:: TEXTE DE LECTURE ::
◆ ◆ ◆ ◆ ◆ ◆ ◆

Là, il nous convie à un fantastique voyage au 17ème siècle, aux origines du Canada avec la narration de la guerre fratricide entre les Hurons et les Iroquois. Les historiens ont donné plusieurs versions des origines de ce conflit et Boyden y va de sa plume talentueuse pour nous raconter cette tragédie à sa manière, vue du côté huron-wendat. C’est un fabuleux voyage que l’on fait en sa compagnie et vous n’aurez certainement pas énormément d’occasions similaires d’éblouissement cette année.

Trois voix racontent cet épisode des débuts de l’histoire moderne du Canada car, outre Oiseau chef de guerre huron veuf par le fait des Iroquois qui ont massacré sa femme et ses deux filles, nous rencontrerons Chutes de neige, une enfant iroquoise enlevée pendant le massacre de sa famille pour devenir la fille de Oiseau et Christophe Corbeau (surnom donné aux missionnaires) prêtre jésuite breton, prisonnier des Hurons puis compagnon d’infortune de la tribu. Chaque voix donnera sa propre version poignante, partielle des évènements qui se déroulent pendant plusieurs années précédant l’explosion finale et permettra de se rendre compte du fossé qui sépare l’ancien et le nouveau monde.

Outre l’épisode guerrier, le roman permet une connaissance des Indiens très loin du romantisme qui parfois les décrit encore. Il ne s’agit pas réellement des relations entre la France et ces « Sauvages » mais plutôt des conséquences humaines, philosophiques, sociétales, économiques et politiques de l’arrivée des Européens sur le sol américain. On voit très vite que les Indiens n’étaient déjà plus les « oies blanches » qui avaient vendu l’île de Manhattan contre de la verroterie de pacotille mais des gens intelligents qui voulaient se servir de ces nouveaux alliés pour commercer et se débarrasser des ennemis intérieurs.

◆ ◆ ◆ ◆ ◆ ◆ ◆

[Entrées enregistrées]
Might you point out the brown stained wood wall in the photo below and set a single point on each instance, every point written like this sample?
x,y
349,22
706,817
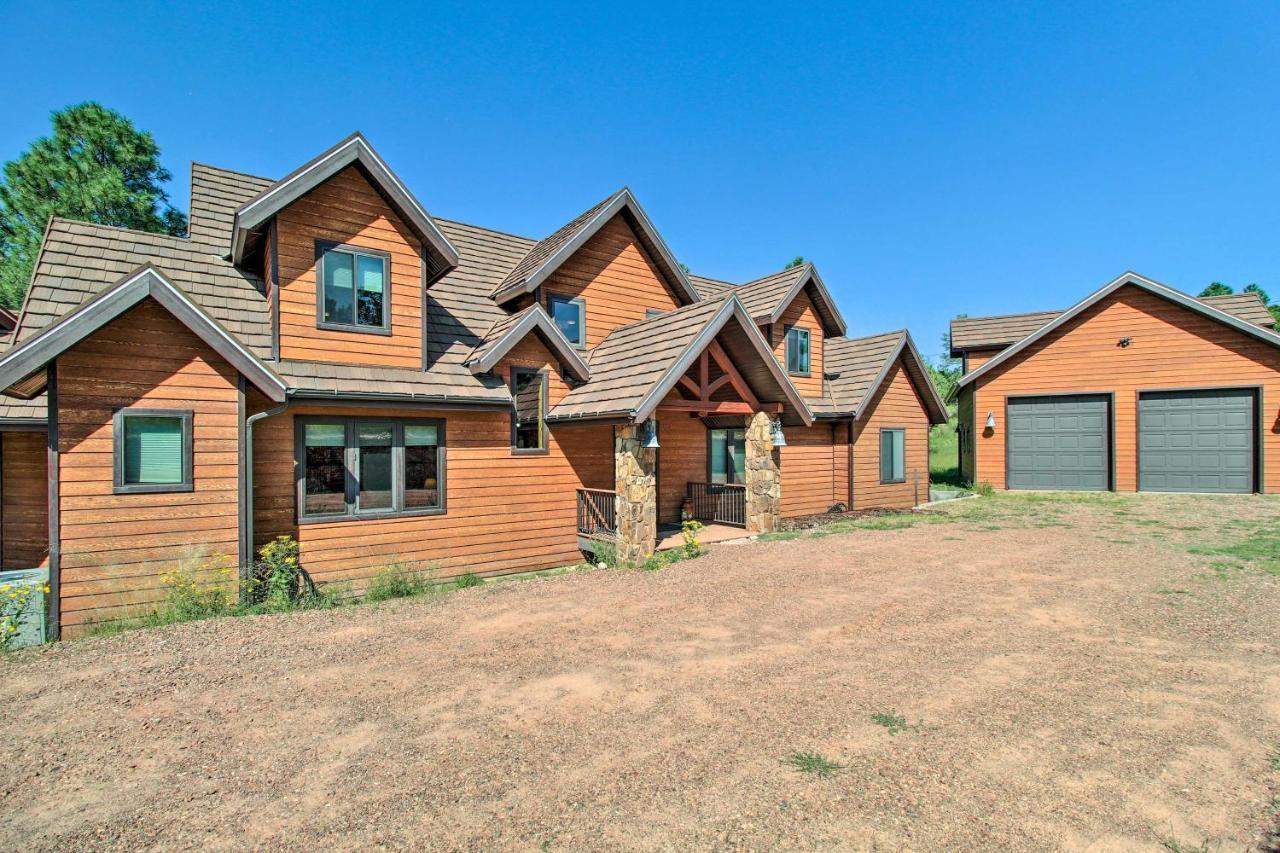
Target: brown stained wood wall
x,y
616,277
681,460
23,500
1171,347
506,512
114,547
801,314
814,469
346,209
896,404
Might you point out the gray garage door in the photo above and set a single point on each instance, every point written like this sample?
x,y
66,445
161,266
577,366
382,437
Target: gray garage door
x,y
1196,441
1059,442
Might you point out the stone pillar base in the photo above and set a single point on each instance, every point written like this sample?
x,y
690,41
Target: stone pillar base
x,y
636,496
763,475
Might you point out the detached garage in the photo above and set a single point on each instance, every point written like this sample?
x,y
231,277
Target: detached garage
x,y
1138,387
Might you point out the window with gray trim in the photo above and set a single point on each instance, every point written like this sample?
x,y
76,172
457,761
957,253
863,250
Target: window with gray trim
x,y
529,416
353,288
894,455
152,450
570,316
798,351
369,466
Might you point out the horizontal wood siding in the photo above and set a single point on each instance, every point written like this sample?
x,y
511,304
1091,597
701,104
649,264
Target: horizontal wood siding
x,y
681,460
1171,347
506,512
23,500
114,547
813,469
346,209
617,279
801,314
896,404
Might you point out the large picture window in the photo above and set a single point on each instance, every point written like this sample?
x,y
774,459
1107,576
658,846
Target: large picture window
x,y
152,450
355,287
529,419
892,455
798,351
570,316
369,468
726,455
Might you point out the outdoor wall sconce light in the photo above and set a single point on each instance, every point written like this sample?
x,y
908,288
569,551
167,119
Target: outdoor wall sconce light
x,y
649,434
776,434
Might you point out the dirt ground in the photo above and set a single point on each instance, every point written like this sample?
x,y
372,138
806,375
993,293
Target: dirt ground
x,y
1072,673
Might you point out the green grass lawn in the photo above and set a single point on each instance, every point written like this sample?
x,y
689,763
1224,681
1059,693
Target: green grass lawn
x,y
944,460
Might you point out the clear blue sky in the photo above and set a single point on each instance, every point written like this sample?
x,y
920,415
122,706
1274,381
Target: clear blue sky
x,y
931,158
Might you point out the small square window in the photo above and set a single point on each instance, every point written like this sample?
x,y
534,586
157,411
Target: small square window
x,y
353,288
152,450
570,316
798,351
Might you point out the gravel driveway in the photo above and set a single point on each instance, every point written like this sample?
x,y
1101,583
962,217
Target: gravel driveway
x,y
1072,675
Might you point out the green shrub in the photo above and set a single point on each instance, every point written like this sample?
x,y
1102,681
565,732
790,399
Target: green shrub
x,y
400,579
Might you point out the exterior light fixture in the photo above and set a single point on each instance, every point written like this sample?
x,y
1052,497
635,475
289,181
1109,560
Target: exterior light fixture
x,y
776,434
649,434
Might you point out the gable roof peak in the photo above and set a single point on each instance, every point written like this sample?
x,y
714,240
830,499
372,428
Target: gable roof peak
x,y
352,150
552,251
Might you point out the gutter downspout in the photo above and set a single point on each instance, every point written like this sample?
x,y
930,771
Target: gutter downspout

◆ ◆ ◆ ◆ ◆ ◆ ◆

:: EXERCICE ::
Pour chacune des affirmations ci-après, indiquez par oui ou par non si elle concorde avec le texte de lecture, puis citez à l'identique les mots du texte qui tranchent.
1. La tragédie est racontée du point de vue iroquois.
2. Chutes de neige est une enfant iroquoise enlevée pendant le massacre de sa famille.
3. Le roman traite avant tout des relations entre la France et les Indiens.
Il n'est pas nécessaire de consulter les lignes.

:: CORRIGÉ ::
1. Non : « vue du côté huron-wendat ».
2. Oui : « une enfant iroquoise enlevée pendant le massacre de sa famille ».
3. Non : « Il ne s’agit pas réellement des relations entre la France et ces « Sauvages » ».